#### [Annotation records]
## start
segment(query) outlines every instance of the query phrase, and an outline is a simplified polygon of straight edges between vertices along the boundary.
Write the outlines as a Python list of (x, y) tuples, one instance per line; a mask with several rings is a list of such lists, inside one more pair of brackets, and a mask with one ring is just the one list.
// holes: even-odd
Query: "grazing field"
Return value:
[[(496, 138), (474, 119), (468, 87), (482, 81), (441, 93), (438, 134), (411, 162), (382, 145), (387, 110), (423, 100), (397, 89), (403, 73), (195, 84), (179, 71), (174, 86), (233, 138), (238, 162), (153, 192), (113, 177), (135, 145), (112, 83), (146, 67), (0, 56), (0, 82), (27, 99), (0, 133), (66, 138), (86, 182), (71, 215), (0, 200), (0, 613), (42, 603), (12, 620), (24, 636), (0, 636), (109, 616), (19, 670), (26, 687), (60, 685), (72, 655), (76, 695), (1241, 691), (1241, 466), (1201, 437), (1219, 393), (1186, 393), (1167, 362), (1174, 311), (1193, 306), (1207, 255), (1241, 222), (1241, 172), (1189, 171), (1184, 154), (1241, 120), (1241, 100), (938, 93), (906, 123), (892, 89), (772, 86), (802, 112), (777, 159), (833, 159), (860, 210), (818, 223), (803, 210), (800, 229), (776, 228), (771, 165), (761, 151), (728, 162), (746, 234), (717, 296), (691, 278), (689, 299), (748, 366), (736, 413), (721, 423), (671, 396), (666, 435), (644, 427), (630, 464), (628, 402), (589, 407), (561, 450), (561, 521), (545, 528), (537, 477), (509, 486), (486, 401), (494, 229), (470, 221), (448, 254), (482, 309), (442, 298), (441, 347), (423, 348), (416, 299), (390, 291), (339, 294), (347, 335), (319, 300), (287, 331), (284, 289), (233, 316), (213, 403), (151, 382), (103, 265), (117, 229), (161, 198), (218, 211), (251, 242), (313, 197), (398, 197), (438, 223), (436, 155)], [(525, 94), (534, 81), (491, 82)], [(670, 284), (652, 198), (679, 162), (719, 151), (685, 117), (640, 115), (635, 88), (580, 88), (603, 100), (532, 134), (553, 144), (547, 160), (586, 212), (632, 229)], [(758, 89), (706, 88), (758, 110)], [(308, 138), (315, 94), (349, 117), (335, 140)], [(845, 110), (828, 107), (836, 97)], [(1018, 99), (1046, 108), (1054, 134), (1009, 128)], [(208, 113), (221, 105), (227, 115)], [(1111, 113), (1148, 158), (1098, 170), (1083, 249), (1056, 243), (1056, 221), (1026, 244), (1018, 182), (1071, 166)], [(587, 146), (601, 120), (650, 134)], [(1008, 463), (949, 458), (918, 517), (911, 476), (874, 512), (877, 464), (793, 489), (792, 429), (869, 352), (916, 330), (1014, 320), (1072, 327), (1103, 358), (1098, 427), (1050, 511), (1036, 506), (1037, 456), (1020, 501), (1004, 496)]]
## end
Pick out every line of the material above that contains the word "between", and copy each one in full.

segment(query) outlines every instance of the query phrase, and an outline is a simplified polygon of straight edges between vertices along the boundary.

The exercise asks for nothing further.